>>>>>

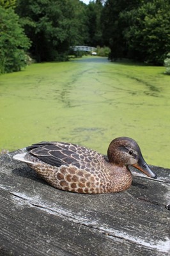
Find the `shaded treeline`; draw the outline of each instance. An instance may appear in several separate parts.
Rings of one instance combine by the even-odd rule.
[[[65,61],[70,47],[109,46],[109,58],[162,65],[170,51],[169,0],[0,0],[0,74]]]

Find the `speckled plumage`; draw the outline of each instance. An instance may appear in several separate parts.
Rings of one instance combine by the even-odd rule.
[[[142,157],[135,141],[126,137],[111,143],[109,159],[84,147],[63,142],[41,142],[26,148],[27,153],[14,158],[26,162],[52,186],[81,193],[127,189],[132,178],[127,166],[135,164]],[[130,148],[134,156],[129,154]],[[153,173],[153,177],[156,177]]]

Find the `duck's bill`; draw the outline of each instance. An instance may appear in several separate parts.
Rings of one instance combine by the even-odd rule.
[[[142,156],[139,158],[138,162],[136,164],[132,164],[132,166],[151,178],[157,178],[157,174],[151,170]]]

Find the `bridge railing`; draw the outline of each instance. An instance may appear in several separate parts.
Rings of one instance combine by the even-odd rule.
[[[71,46],[70,49],[76,51],[82,51],[86,52],[94,52],[97,51],[96,47],[93,47],[91,46],[84,46],[84,45],[76,45],[76,46]]]

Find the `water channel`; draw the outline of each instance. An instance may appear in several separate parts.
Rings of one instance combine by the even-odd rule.
[[[170,76],[164,68],[85,57],[0,77],[0,151],[45,140],[106,154],[125,136],[148,164],[170,168]]]

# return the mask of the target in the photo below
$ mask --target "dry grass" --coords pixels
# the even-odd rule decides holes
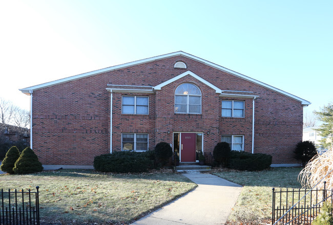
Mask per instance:
[[[50,224],[127,223],[183,195],[196,184],[181,174],[112,174],[64,170],[0,175],[0,189],[35,191],[40,218]]]
[[[318,183],[316,187],[323,189],[325,181],[326,189],[333,188],[333,149],[315,156],[301,172],[298,179],[304,187],[311,188]]]
[[[301,168],[271,168],[262,171],[225,170],[214,174],[242,185],[238,200],[228,219],[230,224],[257,224],[272,219],[272,188],[300,189]],[[284,200],[283,200],[284,201]]]

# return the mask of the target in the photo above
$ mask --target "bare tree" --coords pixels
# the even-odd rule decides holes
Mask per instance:
[[[11,102],[0,98],[0,122],[4,124],[9,124],[17,107]]]
[[[318,120],[314,113],[305,113],[303,118],[303,127],[315,126],[317,125]]]

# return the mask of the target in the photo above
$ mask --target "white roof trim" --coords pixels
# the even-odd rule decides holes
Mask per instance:
[[[143,60],[138,60],[138,61],[134,61],[134,62],[130,62],[130,63],[125,63],[125,64],[123,64],[118,65],[117,65],[117,66],[111,66],[110,67],[105,68],[104,69],[99,69],[98,70],[95,70],[95,71],[91,71],[91,72],[87,72],[87,73],[82,73],[82,74],[80,74],[76,75],[76,76],[72,76],[72,77],[70,77],[66,78],[64,78],[64,79],[62,79],[57,80],[56,81],[51,81],[50,82],[45,83],[44,84],[39,84],[39,85],[35,85],[35,86],[31,86],[31,87],[26,87],[25,88],[20,89],[19,90],[20,90],[21,91],[22,91],[23,92],[26,92],[27,91],[33,90],[36,90],[36,89],[37,89],[43,88],[48,87],[48,86],[50,86],[54,85],[56,85],[56,84],[60,84],[61,83],[64,83],[64,82],[68,82],[68,81],[72,81],[72,80],[76,80],[76,79],[80,79],[80,78],[85,78],[85,77],[89,77],[89,76],[93,76],[93,75],[95,75],[95,74],[99,74],[99,73],[101,73],[105,72],[108,72],[108,71],[112,71],[112,70],[117,70],[117,69],[121,69],[122,68],[128,67],[129,67],[129,66],[134,66],[134,65],[138,65],[138,64],[145,63],[147,63],[147,62],[149,62],[154,61],[155,61],[155,60],[161,60],[161,59],[165,59],[165,58],[168,58],[173,57],[177,56],[177,55],[182,55],[182,56],[184,56],[185,57],[187,57],[188,58],[191,59],[192,59],[193,60],[196,60],[197,61],[200,62],[201,62],[202,63],[205,64],[207,65],[210,66],[211,66],[212,67],[214,67],[214,68],[216,68],[217,69],[223,71],[224,72],[227,72],[227,73],[230,73],[231,74],[234,75],[234,76],[235,76],[236,77],[238,77],[242,78],[242,79],[243,79],[244,80],[247,80],[248,81],[251,81],[251,82],[253,82],[253,83],[254,83],[255,84],[257,84],[258,85],[259,85],[262,86],[263,87],[266,87],[267,88],[268,88],[268,89],[270,89],[271,90],[274,90],[274,91],[277,91],[277,92],[278,92],[279,93],[281,93],[282,95],[285,95],[286,96],[289,97],[290,97],[290,98],[291,98],[292,99],[295,99],[295,100],[296,100],[297,101],[299,101],[301,102],[301,104],[302,105],[309,105],[310,104],[311,104],[311,103],[310,102],[308,102],[308,101],[306,101],[306,100],[305,100],[304,99],[301,99],[301,98],[300,98],[299,97],[298,97],[297,96],[294,96],[294,95],[292,95],[292,94],[290,94],[289,93],[288,93],[287,92],[284,91],[283,91],[282,90],[280,90],[280,89],[279,89],[278,88],[274,87],[273,87],[272,86],[268,85],[267,84],[265,84],[264,83],[261,82],[259,81],[257,81],[257,80],[255,80],[255,79],[254,79],[251,78],[250,77],[247,77],[247,76],[246,76],[245,75],[243,75],[243,74],[242,74],[241,73],[239,73],[238,72],[235,72],[235,71],[234,71],[233,70],[232,70],[231,69],[227,69],[226,68],[223,67],[219,66],[219,65],[218,65],[217,64],[215,64],[215,63],[212,63],[211,62],[207,61],[206,60],[203,60],[202,59],[199,58],[195,57],[194,55],[192,55],[192,54],[187,53],[186,52],[184,52],[181,51],[177,51],[177,52],[172,52],[172,53],[169,53],[169,54],[163,54],[163,55],[161,55],[156,56],[156,57],[152,57],[152,58],[150,58],[145,59],[143,59]]]
[[[154,90],[151,89],[126,89],[126,88],[106,88],[108,91],[112,92],[125,92],[131,93],[154,93]]]
[[[209,86],[211,87],[212,88],[214,89],[215,90],[215,92],[216,93],[221,93],[222,90],[219,88],[218,87],[216,87],[215,85],[211,84],[211,83],[209,82],[208,81],[206,81],[205,79],[201,78],[196,74],[194,73],[193,72],[191,72],[191,71],[186,71],[186,72],[184,72],[181,74],[180,74],[178,76],[177,76],[174,78],[171,78],[170,80],[168,80],[167,81],[164,81],[164,82],[159,84],[158,85],[155,86],[154,87],[154,89],[155,90],[160,90],[161,87],[164,87],[165,85],[167,85],[175,81],[177,81],[178,79],[180,79],[180,78],[183,78],[185,76],[187,75],[190,75],[191,76],[192,76],[196,79],[198,80],[198,81],[201,81],[201,82],[205,84],[206,85]]]
[[[253,99],[254,98],[259,98],[260,97],[259,96],[223,93],[222,93],[219,96],[221,97],[236,97],[236,98],[245,98],[245,99]]]

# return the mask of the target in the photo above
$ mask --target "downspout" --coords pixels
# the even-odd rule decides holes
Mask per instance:
[[[111,101],[110,102],[110,153],[112,154],[112,91],[111,90]]]
[[[32,90],[29,91],[30,93],[30,148],[32,149]]]
[[[255,100],[256,97],[253,98],[252,101],[252,154],[254,153],[254,141],[255,141]]]

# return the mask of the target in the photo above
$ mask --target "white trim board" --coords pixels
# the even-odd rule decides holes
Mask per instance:
[[[169,58],[170,57],[173,57],[177,55],[182,55],[186,58],[188,58],[189,59],[191,59],[193,60],[197,61],[198,62],[199,62],[201,63],[203,63],[204,64],[206,64],[208,66],[211,66],[212,67],[215,68],[217,69],[219,69],[220,70],[223,71],[224,72],[227,72],[230,74],[233,74],[234,76],[235,76],[236,77],[239,77],[240,78],[243,79],[244,80],[246,80],[248,81],[251,81],[253,83],[254,83],[255,84],[257,84],[258,85],[259,85],[260,86],[262,86],[263,87],[265,87],[267,88],[270,89],[271,90],[274,90],[275,91],[277,91],[279,93],[280,93],[283,95],[285,95],[286,96],[289,97],[289,98],[291,98],[292,99],[295,99],[299,102],[301,102],[301,104],[304,105],[308,105],[311,104],[310,102],[308,102],[304,99],[301,99],[299,97],[298,97],[297,96],[294,96],[293,95],[292,95],[289,93],[288,93],[286,91],[284,91],[282,90],[280,90],[278,88],[277,88],[276,87],[274,87],[272,86],[269,85],[267,84],[265,84],[264,83],[261,82],[260,81],[259,81],[257,80],[254,79],[253,78],[251,78],[250,77],[248,77],[247,76],[246,76],[245,75],[243,75],[241,73],[239,73],[237,72],[235,72],[233,70],[232,70],[229,69],[227,69],[225,67],[223,67],[222,66],[221,66],[220,65],[218,65],[217,64],[215,64],[215,63],[212,63],[211,62],[207,61],[206,60],[203,60],[202,59],[199,58],[199,57],[197,57],[196,56],[193,55],[192,54],[187,53],[186,52],[184,52],[181,51],[177,51],[175,52],[172,52],[168,54],[165,54],[161,55],[159,55],[159,56],[156,56],[154,57],[152,57],[150,58],[148,58],[148,59],[145,59],[143,60],[138,60],[136,61],[134,61],[130,63],[124,63],[123,64],[121,64],[121,65],[118,65],[117,66],[111,66],[110,67],[107,67],[103,69],[99,69],[97,70],[95,70],[91,72],[88,72],[87,73],[82,73],[78,75],[75,75],[74,76],[72,77],[69,77],[68,78],[63,78],[62,79],[59,79],[59,80],[57,80],[56,81],[51,81],[50,82],[47,82],[45,83],[44,84],[38,84],[37,85],[35,85],[35,86],[32,86],[31,87],[26,87],[25,88],[22,88],[19,89],[21,91],[22,91],[23,93],[29,95],[30,94],[29,93],[28,91],[29,90],[36,90],[40,88],[43,88],[44,87],[48,87],[52,85],[54,85],[56,84],[60,84],[61,83],[65,83],[68,81],[73,81],[74,80],[77,80],[79,79],[80,78],[83,78],[85,77],[89,77],[91,76],[93,76],[93,75],[96,75],[97,74],[108,72],[108,71],[110,71],[112,70],[115,70],[117,69],[120,69],[122,68],[125,68],[125,67],[128,67],[130,66],[133,66],[134,65],[139,65],[139,64],[141,64],[143,63],[148,63],[149,62],[152,62],[156,60],[159,60],[161,59],[166,59],[166,58]],[[159,85],[157,85],[158,86]]]
[[[172,78],[170,80],[168,80],[167,81],[164,81],[164,82],[155,86],[154,87],[154,90],[160,90],[161,88],[164,87],[165,85],[167,85],[169,84],[171,84],[171,83],[177,81],[177,80],[180,79],[180,78],[183,78],[184,77],[187,76],[187,75],[190,75],[193,78],[195,78],[196,79],[198,80],[198,81],[203,83],[205,84],[206,85],[211,87],[212,88],[214,89],[215,90],[215,92],[216,93],[220,93],[222,92],[222,90],[219,88],[218,87],[216,87],[215,85],[214,84],[209,82],[203,78],[202,78],[197,75],[196,74],[194,73],[193,72],[191,72],[191,71],[186,71],[186,72],[184,72],[183,73],[180,74],[179,75],[178,75],[174,78]]]

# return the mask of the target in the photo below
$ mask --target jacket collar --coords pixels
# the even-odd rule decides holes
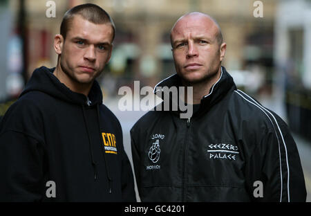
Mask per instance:
[[[164,87],[167,88],[163,89]],[[181,87],[180,78],[178,74],[173,74],[158,83],[154,87],[153,93],[158,96],[161,96],[163,99],[163,94],[159,93],[159,91],[165,93],[165,89],[169,89],[171,87]],[[220,77],[209,89],[209,93],[202,98],[201,105],[198,113],[207,111],[217,102],[220,100],[231,89],[236,89],[233,78],[227,72],[225,68],[221,66]]]

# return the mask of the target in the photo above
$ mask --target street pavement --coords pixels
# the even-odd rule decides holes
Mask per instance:
[[[285,115],[285,109],[282,105],[280,98],[258,98],[259,102],[265,107],[274,111],[279,115],[284,120],[286,121]],[[133,126],[135,123],[147,111],[120,111],[118,109],[117,98],[104,100],[104,103],[111,109],[120,121],[123,131],[123,140],[124,150],[129,159],[131,161],[133,168],[132,154],[131,151],[131,137],[129,131]],[[303,170],[303,174],[305,181],[305,186],[307,189],[307,201],[311,202],[311,142],[303,139],[297,134],[292,134],[294,139],[297,145],[299,152],[301,165]],[[138,201],[139,199],[137,192],[137,186],[135,185],[136,195]]]

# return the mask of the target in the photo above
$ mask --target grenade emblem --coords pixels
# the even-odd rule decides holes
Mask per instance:
[[[160,159],[160,152],[159,140],[157,139],[156,142],[152,143],[152,146],[149,149],[149,152],[148,153],[149,159],[153,163],[157,163]]]

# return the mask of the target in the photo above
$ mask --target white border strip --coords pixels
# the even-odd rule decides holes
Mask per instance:
[[[256,104],[254,104],[254,102],[249,101],[249,100],[246,99],[245,98],[244,98],[240,93],[238,92],[241,91],[241,93],[243,93],[243,94],[245,94],[245,96],[247,96],[248,98],[249,98],[252,100],[253,100]],[[276,132],[276,138],[278,139],[278,143],[279,143],[279,157],[280,157],[280,171],[281,171],[281,198],[280,198],[280,202],[282,201],[282,192],[283,192],[283,175],[282,175],[282,163],[281,163],[281,148],[280,148],[280,142],[279,141],[279,136],[278,134],[276,134],[276,131],[274,127],[274,125],[272,123],[272,120],[271,120],[270,117],[267,114],[267,113],[263,110],[265,109],[266,111],[267,111],[268,113],[270,114],[271,116],[272,116],[273,118],[274,119],[274,121],[276,123],[276,125],[278,126],[278,129],[280,132],[280,134],[282,136],[282,139],[283,139],[283,142],[285,146],[285,152],[286,152],[286,162],[287,162],[287,165],[288,165],[288,201],[290,201],[290,186],[289,186],[289,182],[290,182],[290,170],[288,168],[288,152],[287,152],[287,149],[286,149],[286,145],[283,137],[283,134],[282,132],[279,127],[279,124],[277,123],[276,120],[275,119],[274,116],[268,111],[267,110],[265,107],[263,107],[263,106],[261,106],[260,104],[257,103],[257,102],[256,100],[254,100],[253,98],[252,98],[251,97],[249,97],[249,96],[247,96],[245,93],[243,92],[241,90],[238,90],[238,91],[234,91],[236,93],[237,93],[240,96],[241,96],[243,98],[244,98],[245,100],[247,100],[247,102],[249,102],[249,103],[255,105],[256,107],[257,107],[258,108],[259,108],[269,118],[269,120],[270,120],[271,123],[273,125],[273,127],[274,128],[274,131]],[[263,109],[261,109],[261,108]]]
[[[213,87],[211,87],[211,93],[209,93],[208,95],[207,95],[207,96],[205,96],[204,98],[206,98],[206,97],[207,97],[207,96],[209,96],[211,95],[211,93],[213,93],[214,87],[217,84],[217,82],[219,82],[219,80],[220,80],[221,77],[223,76],[223,66],[221,66],[221,67],[220,67],[220,70],[221,70],[220,77],[219,78],[218,80],[217,80],[217,82],[215,82],[214,84],[213,84]]]
[[[233,151],[228,151],[228,150],[207,150],[208,152],[229,152],[229,153],[234,153],[234,154],[239,154],[238,152],[233,152]]]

<<<<<

__GIVEN TASK__. From the items above, pull out each line that contains the string "parts" and copy it in full.

__FINISHED ANSWER__.
Find the `shaded treeline`; draw the outline of each instance. An instance may appear in several separate parts.
Find the `speckled plumage`; draw the outline of each instance. An instance may appear in several separate parts.
Find the `duck's bill`; draw the outline of each instance. An instance may appear in several separate parts.
Find the `bridge railing`; draw the outline of each instance. An instance may appear in several separate parts.
Find the `water channel`; draw the outline of each instance. An instance may appear in several separate parts.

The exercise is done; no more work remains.